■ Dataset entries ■
● ● ● ●

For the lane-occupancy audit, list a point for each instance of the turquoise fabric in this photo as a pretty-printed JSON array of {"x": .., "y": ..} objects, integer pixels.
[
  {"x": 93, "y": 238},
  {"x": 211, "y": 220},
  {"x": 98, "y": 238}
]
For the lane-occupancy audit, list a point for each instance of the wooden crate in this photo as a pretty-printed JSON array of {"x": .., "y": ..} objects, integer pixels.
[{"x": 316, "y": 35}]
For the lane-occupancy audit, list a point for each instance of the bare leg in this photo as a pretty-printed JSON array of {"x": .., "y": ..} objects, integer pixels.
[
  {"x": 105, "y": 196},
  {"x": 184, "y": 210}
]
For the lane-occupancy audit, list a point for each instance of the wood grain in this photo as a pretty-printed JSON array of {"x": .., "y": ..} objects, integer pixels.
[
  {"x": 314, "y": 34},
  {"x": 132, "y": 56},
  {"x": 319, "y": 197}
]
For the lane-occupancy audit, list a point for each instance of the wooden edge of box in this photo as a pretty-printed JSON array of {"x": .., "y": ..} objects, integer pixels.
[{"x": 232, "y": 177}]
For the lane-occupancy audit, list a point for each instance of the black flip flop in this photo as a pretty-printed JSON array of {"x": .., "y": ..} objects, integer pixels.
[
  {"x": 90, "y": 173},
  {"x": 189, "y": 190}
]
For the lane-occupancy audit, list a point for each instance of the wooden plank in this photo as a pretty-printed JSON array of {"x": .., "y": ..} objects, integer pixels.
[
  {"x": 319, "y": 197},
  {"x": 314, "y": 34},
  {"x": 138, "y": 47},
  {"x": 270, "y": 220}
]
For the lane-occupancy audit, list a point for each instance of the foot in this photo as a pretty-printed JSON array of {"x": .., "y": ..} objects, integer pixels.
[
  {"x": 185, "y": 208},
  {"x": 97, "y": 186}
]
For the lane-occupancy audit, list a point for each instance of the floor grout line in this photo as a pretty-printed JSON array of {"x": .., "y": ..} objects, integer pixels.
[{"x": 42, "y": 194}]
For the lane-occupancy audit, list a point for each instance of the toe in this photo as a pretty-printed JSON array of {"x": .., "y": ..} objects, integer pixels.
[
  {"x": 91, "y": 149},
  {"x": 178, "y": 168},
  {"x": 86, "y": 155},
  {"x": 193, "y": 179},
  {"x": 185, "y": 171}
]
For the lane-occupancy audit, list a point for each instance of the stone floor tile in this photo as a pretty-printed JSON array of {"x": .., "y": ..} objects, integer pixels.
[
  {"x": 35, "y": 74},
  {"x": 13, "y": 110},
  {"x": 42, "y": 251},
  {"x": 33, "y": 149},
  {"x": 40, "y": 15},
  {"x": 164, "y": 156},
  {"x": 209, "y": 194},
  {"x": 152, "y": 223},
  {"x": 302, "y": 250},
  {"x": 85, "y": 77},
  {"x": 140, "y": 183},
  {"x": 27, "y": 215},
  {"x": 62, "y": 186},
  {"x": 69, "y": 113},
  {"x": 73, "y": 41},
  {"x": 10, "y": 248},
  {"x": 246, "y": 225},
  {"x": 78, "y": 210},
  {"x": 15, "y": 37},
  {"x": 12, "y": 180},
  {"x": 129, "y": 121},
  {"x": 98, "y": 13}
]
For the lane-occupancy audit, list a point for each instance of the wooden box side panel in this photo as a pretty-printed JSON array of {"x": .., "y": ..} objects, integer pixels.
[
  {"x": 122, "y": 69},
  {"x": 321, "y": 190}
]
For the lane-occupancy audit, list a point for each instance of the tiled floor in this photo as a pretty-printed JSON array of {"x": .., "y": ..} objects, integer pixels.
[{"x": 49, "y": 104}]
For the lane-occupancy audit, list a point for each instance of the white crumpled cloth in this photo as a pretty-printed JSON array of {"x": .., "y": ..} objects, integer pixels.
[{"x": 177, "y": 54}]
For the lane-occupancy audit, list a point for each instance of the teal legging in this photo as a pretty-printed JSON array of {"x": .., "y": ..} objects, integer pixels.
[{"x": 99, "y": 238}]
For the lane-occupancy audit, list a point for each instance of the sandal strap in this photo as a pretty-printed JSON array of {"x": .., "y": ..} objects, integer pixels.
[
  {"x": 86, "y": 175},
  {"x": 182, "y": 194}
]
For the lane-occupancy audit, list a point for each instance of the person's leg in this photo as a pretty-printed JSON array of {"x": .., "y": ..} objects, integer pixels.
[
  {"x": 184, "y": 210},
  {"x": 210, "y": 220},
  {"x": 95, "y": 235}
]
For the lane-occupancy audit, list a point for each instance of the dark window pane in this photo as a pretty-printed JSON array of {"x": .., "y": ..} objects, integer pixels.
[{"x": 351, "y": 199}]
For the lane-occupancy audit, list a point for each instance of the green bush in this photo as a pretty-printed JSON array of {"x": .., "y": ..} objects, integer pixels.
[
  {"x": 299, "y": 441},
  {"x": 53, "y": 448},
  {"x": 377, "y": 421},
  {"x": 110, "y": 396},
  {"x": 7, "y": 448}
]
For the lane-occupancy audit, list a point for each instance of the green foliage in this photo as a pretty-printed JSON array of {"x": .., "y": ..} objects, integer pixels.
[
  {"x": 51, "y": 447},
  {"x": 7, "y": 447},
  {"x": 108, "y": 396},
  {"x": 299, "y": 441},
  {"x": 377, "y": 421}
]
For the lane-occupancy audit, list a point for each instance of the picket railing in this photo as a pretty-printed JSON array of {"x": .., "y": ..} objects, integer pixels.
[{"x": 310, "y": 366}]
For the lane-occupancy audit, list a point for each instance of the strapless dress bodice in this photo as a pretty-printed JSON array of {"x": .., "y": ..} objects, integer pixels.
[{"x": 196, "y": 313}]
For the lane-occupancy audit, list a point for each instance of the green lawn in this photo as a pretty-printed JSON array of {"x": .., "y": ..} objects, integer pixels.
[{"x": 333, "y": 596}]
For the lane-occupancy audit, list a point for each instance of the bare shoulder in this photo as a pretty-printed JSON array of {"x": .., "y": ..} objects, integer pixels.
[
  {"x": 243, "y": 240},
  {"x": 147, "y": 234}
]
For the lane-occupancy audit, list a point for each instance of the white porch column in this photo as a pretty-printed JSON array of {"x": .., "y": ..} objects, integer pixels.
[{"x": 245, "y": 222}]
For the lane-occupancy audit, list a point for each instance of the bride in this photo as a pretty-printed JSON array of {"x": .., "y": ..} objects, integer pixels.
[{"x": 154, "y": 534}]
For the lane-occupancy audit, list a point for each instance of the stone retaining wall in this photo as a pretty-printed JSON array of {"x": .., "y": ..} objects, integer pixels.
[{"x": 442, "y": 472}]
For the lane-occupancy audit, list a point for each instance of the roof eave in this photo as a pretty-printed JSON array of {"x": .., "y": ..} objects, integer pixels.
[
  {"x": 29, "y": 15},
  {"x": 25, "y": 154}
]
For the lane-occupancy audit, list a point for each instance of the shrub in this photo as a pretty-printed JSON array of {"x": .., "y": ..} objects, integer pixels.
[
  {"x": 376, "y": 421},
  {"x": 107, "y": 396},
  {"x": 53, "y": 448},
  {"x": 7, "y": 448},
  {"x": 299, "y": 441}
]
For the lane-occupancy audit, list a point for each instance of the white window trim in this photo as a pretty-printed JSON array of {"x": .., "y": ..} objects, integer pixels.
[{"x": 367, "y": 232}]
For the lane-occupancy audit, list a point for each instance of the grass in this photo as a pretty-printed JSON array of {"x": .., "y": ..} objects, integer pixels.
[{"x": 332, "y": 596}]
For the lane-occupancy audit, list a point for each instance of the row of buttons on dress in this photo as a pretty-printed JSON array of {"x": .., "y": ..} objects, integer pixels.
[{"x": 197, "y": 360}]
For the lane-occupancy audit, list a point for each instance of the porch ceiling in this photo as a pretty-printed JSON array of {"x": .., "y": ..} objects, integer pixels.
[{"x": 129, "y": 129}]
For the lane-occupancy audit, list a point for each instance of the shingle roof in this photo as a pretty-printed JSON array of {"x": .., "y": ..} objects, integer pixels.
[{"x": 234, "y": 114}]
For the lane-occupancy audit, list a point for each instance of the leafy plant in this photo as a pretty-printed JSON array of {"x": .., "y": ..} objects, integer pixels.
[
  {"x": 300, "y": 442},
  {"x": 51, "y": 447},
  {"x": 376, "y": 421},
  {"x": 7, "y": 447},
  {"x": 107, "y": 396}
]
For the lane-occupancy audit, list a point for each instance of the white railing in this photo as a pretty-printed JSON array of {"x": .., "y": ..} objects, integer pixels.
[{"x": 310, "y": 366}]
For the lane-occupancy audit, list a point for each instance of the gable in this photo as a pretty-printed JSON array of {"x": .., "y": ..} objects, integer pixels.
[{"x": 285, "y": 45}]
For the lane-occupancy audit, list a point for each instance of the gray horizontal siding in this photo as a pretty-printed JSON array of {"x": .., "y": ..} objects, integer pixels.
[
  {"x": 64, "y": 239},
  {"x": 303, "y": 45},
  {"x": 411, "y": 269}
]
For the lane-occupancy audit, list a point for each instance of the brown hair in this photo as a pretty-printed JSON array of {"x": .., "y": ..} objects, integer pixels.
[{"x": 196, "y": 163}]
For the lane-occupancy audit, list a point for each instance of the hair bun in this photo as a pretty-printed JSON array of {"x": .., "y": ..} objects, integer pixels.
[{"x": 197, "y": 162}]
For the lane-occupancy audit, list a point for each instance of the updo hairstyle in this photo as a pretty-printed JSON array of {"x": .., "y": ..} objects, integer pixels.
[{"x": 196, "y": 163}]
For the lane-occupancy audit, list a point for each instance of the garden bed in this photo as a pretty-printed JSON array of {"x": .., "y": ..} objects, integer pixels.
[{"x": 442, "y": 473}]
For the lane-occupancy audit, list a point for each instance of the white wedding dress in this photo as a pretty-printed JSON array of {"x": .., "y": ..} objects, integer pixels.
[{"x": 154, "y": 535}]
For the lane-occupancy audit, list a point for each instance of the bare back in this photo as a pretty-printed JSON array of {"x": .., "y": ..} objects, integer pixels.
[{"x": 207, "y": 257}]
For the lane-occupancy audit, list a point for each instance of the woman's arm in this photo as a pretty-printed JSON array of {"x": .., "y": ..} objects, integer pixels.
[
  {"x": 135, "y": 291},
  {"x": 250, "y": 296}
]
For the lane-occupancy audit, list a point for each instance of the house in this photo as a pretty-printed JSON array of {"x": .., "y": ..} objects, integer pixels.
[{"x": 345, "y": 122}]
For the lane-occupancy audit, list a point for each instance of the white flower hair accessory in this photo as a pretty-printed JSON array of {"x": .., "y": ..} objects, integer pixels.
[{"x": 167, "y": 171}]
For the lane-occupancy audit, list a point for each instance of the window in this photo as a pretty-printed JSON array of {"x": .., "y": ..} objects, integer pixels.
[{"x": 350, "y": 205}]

● ● ● ●

■ Written instruction ■
Produce an exact repeat of the lines from the one containing "of the updo" through the last line of the data, and nothing more.

■ The reply ■
For the lane-occupancy audit, list a point for each instance of the updo hairstyle in this photo as a pretty-printed JSON array of {"x": .., "y": ..} objects, integer pixels.
[{"x": 196, "y": 163}]
For the lane-occupancy audit, list a point for each instance of the garden bed in this photo as a pretty-printed JSON array of {"x": .., "y": ..} objects, integer pixels.
[{"x": 442, "y": 473}]
For the lane-occupancy audit, list a point for each instance of the white wedding dress in this photo as a pretty-printed JSON array of {"x": .., "y": ..} objects, integer pixels.
[{"x": 154, "y": 535}]
For the lane-occupancy audit, list a point for each instance of the bare back in this photo as a pretty-printed JSON array of {"x": .., "y": ..} objects, integer pixels.
[{"x": 207, "y": 257}]
For the lane-occupancy audit, list a point for each instance of the woman's arm in this photo as a pretty-printed JSON array of {"x": .., "y": ..} objects, integer pixels.
[
  {"x": 135, "y": 291},
  {"x": 250, "y": 296}
]
For the lane-occupancy audit, list a point for each instance of the house in this photo as a pretty-printed JSON array of {"x": .., "y": ..} objects, integer pixels.
[{"x": 345, "y": 122}]
For the lane-occupancy audit, list a point for each instance of the white flower hair accessory in this photo as a pretty-printed JSON array of {"x": .., "y": ..} objects, integer pixels.
[{"x": 167, "y": 171}]
For the lane-occupancy audit, list a point for each instance of the window in this photo as a pretty-printed JSON array of {"x": .., "y": ..} objects, integer pixels.
[{"x": 350, "y": 205}]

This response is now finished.